## [Instructions to follow]
Exactly and only the lines from the one with "grass blade in" through the end of the listing are to be transcribed, both ends included.

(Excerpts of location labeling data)
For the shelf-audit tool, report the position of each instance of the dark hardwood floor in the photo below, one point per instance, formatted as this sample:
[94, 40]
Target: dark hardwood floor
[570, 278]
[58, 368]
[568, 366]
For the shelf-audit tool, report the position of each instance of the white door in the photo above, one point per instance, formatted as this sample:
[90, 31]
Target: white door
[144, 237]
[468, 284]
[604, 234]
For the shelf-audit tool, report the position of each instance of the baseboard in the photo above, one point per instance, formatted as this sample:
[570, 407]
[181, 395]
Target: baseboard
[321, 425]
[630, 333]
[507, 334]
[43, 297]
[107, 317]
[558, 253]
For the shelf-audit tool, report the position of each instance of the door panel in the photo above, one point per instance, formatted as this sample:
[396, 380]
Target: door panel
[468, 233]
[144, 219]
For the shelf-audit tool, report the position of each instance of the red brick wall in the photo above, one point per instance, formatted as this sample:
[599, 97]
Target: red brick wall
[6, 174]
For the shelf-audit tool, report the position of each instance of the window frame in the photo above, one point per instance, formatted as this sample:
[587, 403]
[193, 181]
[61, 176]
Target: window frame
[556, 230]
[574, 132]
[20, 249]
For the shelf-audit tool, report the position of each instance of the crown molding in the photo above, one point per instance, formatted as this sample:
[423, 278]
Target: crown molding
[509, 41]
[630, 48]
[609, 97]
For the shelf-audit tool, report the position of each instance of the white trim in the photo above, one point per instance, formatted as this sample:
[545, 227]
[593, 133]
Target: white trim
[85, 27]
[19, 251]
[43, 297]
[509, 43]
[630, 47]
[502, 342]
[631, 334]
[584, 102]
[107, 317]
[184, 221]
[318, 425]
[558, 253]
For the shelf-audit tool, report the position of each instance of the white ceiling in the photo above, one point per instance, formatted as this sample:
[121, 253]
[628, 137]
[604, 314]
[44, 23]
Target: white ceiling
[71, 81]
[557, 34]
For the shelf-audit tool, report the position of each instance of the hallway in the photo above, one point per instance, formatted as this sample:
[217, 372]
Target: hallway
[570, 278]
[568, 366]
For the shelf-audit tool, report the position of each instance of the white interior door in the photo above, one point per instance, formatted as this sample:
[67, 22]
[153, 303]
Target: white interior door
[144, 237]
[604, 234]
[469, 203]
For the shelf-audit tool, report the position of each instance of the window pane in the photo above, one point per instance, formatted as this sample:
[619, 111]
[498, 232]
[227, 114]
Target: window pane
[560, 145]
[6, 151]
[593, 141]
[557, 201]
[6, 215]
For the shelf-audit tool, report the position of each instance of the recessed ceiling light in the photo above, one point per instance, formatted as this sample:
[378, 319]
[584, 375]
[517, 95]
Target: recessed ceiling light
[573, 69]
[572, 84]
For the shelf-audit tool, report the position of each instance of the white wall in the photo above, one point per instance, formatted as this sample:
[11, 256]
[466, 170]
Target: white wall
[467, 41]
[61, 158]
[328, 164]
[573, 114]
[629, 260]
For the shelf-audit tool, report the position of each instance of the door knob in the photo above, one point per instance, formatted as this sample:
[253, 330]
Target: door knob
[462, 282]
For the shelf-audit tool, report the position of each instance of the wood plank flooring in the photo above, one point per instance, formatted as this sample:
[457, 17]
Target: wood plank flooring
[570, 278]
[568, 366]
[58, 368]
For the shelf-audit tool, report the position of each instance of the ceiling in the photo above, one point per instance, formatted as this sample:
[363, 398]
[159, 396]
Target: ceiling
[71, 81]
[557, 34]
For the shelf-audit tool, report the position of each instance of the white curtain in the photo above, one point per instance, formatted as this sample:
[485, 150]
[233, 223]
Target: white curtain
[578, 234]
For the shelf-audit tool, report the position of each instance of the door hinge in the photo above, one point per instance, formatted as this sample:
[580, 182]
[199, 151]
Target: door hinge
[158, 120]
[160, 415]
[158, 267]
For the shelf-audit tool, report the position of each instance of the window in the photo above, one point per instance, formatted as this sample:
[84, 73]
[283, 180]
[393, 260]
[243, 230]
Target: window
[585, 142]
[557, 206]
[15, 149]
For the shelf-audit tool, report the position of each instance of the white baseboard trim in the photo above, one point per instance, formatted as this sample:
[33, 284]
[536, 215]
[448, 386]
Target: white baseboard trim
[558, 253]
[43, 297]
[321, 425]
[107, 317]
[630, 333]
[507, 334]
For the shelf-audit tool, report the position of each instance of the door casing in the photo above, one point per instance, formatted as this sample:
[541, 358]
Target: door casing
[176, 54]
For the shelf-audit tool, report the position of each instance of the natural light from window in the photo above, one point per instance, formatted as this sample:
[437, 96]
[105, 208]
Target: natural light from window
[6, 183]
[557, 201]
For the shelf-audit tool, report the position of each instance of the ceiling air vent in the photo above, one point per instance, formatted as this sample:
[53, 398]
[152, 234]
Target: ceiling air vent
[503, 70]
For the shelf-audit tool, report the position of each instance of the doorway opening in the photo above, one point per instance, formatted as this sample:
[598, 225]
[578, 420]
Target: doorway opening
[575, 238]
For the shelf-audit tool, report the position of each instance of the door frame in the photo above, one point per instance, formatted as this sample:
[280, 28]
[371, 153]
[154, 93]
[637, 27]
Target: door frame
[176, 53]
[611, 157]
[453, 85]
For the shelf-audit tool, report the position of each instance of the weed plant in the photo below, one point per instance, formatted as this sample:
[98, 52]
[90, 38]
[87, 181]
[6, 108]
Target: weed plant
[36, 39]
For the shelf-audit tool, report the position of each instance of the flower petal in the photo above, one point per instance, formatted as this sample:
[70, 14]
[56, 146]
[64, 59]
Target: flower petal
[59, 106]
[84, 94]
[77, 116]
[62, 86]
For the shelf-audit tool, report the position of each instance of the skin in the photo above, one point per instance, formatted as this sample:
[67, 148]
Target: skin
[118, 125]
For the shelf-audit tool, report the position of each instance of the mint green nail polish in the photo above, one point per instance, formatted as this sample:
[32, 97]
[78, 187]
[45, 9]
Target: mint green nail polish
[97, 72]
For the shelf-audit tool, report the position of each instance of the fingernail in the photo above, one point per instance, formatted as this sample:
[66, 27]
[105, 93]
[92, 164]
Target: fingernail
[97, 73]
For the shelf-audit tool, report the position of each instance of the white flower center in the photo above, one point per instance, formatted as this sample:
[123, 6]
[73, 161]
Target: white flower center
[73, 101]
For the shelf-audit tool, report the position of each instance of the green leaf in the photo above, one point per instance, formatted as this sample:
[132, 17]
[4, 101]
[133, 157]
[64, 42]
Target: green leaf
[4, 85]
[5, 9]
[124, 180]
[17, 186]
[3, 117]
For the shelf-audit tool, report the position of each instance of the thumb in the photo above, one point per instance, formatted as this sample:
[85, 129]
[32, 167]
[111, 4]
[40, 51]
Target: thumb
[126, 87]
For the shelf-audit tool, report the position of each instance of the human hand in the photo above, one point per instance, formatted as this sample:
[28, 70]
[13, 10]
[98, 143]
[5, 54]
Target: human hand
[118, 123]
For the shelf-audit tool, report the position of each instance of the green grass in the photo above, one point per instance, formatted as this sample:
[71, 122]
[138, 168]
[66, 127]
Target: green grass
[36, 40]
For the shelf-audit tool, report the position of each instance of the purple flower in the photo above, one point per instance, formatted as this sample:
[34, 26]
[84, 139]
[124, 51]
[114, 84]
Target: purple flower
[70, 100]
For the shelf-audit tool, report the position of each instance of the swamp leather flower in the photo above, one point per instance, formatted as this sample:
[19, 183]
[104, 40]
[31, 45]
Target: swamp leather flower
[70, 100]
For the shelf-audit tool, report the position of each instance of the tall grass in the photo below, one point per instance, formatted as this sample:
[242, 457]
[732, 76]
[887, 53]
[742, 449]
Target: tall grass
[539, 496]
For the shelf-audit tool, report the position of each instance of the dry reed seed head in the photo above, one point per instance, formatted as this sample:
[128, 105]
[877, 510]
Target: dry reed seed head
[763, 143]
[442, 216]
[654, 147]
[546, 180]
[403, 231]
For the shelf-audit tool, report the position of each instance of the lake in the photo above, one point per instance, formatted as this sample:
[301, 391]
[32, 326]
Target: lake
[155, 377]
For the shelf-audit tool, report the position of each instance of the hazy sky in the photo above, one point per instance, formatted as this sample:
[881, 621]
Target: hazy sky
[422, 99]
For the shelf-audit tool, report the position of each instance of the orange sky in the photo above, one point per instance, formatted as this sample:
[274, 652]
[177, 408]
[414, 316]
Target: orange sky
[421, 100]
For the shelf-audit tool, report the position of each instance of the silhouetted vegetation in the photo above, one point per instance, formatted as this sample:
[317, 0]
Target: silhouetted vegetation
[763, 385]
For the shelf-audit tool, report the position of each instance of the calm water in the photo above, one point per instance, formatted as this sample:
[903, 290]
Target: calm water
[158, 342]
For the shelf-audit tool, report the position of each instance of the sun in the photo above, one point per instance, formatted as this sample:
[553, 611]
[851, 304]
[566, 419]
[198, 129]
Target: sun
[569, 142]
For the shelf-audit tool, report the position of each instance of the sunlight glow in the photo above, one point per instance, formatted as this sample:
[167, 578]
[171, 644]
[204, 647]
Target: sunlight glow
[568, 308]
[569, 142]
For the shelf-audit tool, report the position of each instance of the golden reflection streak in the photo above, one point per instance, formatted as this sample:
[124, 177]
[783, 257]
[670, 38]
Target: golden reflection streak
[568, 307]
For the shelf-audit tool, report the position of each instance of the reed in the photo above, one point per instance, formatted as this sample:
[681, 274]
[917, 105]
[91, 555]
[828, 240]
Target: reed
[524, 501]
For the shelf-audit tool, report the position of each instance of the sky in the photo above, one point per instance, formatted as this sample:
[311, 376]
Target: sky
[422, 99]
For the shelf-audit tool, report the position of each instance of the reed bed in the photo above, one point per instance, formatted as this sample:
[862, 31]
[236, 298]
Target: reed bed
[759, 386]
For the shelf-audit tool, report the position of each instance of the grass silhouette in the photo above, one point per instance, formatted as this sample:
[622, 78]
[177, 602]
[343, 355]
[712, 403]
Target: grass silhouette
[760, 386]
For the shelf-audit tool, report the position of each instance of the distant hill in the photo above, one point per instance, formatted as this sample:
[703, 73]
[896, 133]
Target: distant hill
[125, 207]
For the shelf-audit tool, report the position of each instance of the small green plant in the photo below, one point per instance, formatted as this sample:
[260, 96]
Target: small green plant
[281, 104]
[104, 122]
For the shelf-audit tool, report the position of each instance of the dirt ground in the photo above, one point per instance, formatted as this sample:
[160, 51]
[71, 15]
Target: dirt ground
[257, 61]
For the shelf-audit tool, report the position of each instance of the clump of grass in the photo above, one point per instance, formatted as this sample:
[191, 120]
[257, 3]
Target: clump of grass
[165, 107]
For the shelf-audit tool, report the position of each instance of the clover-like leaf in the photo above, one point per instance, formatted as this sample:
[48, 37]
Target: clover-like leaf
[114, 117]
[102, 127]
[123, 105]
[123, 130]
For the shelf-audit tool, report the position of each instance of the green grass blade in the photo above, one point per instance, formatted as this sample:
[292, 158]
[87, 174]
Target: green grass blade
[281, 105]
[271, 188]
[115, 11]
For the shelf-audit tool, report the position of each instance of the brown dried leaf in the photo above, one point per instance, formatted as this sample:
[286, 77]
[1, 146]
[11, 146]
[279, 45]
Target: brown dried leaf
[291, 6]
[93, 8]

## [Exercise output]
For the shelf-audit tool, report the position of each instance of the green grass blade in the photo above, one point per instance, formatted as this sample:
[292, 158]
[87, 174]
Target: green grass blade
[281, 105]
[271, 188]
[115, 11]
For the shelf-audit tool, report the position of each instance of the brown dried leaf in the photo above, one point per instance, formatted as this sample:
[286, 77]
[1, 146]
[11, 146]
[279, 45]
Target: brown dried leaf
[291, 6]
[93, 8]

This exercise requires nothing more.